• Estratto del documento:
>>>>

Di un luogo se ne può sempre sentire il respiro, anche se si è lontani, soprattutto se quel respiro ti è entrato dentro e circola costantemente e per sempre nei tuoi pensieri. Di un luogo puoi ascoltare tante voci quante ne sei capace di trovare, aprendo le porte della sua storia.

Si apre una porta. Ci sono dei bambini, giocano a iadduzzu, a galletto.

Spinni tu e spinnu iò

E’ già Natale e la magia di cristalli di zucchero attaccati ai grappoli di uva passa, fa scintillare gli occhi dei bambini. A settembre gli uomini avevano provveduto al lavaggio con acqua di mare di cannizzi, cuofini e botti. Avevano portato tutto giù al molo e alzando su le maniche delle camicie e i gambali dei pantaloni, erano entrati anche loro in acqua. C’era stata la vendemmia e poi la pigiatura dell’uva da vino, e la paziente operazione di essiccamento dell’uva malvasia stesa al sole sui cannizzi. Una volta raccolta tutta l’uva, la signora Elena aveva riempito d’acqua una grande quadara, un grande pentolone di alluminio, per preparare la liscia, una sorta di sciroppo dove al posto dello zucchero si faceva sciogliere nell’acqua la cenere di tralci di uva che la signora era solita fare bollire per 36 ore. Trascorso quel lungo bollore, si era munita di una grossa schiumarola dal manico lungo e, sistemati nell’utensile i grappoli di minnilottina, uva prelibata, li aveva immersi nella liscia bollente. Quando i chicchi dell’uva cominciavano ad aprirsi, comare Elena aveva tirato fuori i grappoli che con delicatezza dovevano essere sistemati sui cannizzi. Bisognava rigirali tante volte nel corso dei giorni che servivano perché tutti i chicchi fossero raggiunti dal sole e diventassero scuri. Poi erano pronti per essere conservati in un panno di cotone bianco come la neve e riposti nella credenza fino a Natale. Questo periodo di incubazione avrebbe creato la magia degli zuccherini.

<<<<

• Dati forniti:
>>>>

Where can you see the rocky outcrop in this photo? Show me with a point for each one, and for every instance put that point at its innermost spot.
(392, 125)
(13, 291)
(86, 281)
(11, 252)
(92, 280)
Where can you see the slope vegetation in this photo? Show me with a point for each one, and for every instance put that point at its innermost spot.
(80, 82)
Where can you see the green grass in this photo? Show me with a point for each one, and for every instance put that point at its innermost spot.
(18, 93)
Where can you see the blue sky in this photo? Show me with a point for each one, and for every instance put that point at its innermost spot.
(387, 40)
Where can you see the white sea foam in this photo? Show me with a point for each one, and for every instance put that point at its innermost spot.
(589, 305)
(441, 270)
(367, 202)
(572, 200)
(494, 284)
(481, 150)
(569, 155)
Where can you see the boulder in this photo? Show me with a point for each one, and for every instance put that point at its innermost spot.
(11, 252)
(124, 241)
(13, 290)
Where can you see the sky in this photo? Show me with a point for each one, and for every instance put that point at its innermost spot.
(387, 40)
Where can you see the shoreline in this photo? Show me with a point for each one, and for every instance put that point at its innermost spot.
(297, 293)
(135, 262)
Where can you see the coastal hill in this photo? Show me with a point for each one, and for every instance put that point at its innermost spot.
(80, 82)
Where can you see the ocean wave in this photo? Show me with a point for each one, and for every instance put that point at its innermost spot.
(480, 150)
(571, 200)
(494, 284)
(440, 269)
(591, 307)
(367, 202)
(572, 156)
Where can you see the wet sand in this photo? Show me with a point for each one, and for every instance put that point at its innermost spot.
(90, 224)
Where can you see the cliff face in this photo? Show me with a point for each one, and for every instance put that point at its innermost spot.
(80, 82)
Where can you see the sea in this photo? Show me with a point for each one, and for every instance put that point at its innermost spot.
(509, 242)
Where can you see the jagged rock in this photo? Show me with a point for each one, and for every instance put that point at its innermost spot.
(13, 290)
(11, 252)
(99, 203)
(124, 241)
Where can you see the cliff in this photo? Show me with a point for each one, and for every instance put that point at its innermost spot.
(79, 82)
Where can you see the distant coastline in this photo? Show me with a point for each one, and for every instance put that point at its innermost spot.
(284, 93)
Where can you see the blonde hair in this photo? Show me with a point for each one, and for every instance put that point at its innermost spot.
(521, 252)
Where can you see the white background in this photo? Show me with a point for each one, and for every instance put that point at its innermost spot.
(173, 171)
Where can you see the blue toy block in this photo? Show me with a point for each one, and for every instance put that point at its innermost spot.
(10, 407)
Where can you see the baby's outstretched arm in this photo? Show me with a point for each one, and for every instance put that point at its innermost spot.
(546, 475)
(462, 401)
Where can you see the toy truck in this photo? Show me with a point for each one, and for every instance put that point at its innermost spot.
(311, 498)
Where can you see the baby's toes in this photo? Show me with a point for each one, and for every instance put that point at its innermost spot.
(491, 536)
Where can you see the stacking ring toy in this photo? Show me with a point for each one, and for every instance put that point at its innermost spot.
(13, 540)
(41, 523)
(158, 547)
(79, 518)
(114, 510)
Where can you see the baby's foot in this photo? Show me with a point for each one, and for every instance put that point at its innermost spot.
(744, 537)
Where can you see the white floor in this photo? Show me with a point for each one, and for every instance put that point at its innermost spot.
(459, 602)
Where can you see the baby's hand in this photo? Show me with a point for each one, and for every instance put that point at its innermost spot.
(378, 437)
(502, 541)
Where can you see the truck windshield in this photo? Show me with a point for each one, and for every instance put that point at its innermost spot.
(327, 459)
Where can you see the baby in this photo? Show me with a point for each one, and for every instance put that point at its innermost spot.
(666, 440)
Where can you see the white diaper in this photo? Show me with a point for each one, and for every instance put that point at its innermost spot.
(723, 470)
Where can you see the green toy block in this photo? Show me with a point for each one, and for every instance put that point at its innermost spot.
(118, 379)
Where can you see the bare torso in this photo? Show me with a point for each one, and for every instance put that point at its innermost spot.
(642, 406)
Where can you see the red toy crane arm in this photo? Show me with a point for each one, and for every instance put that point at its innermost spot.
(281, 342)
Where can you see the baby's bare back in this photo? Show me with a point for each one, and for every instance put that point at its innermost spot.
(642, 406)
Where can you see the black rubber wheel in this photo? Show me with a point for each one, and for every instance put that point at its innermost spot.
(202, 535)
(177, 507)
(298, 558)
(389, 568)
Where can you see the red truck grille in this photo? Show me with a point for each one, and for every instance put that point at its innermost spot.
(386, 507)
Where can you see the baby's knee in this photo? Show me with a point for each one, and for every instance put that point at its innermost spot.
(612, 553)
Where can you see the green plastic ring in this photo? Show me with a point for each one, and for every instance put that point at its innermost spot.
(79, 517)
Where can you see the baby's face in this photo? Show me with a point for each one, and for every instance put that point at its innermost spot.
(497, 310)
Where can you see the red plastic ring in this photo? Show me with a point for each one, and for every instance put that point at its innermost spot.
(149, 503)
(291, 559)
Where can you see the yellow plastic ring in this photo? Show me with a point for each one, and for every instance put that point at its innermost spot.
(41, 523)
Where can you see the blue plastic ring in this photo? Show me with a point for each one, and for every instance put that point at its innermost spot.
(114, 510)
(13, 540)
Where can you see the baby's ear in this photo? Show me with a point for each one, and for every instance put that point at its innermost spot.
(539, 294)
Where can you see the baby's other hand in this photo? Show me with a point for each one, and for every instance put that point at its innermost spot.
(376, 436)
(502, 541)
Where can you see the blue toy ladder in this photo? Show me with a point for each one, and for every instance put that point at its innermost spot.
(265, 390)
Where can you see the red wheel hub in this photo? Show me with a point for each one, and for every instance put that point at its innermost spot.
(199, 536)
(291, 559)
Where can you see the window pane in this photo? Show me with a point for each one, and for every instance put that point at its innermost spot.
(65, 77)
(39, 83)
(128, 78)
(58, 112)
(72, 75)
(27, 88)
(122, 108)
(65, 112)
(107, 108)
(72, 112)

<<<<

• Compiti da svolgere:
a) Nell'estratto, per quante ore la signora Elena faceva bollire la cenere di tralci d'uva per preparare la liscia?
b) Spiega, in base all'estratto, perché i grappoli sistemati sui cannizzi dovevano essere rigirati tante volte nel corso dei giorni.
Le righe non hanno alcun legame con l'estratto.

• Risposte in ordine:
a) La faceva bollire per 36 ore.

b) I grappoli andavano rigirati più volte perché tutti i chicchi fossero raggiunti dal sole e diventassero scuri.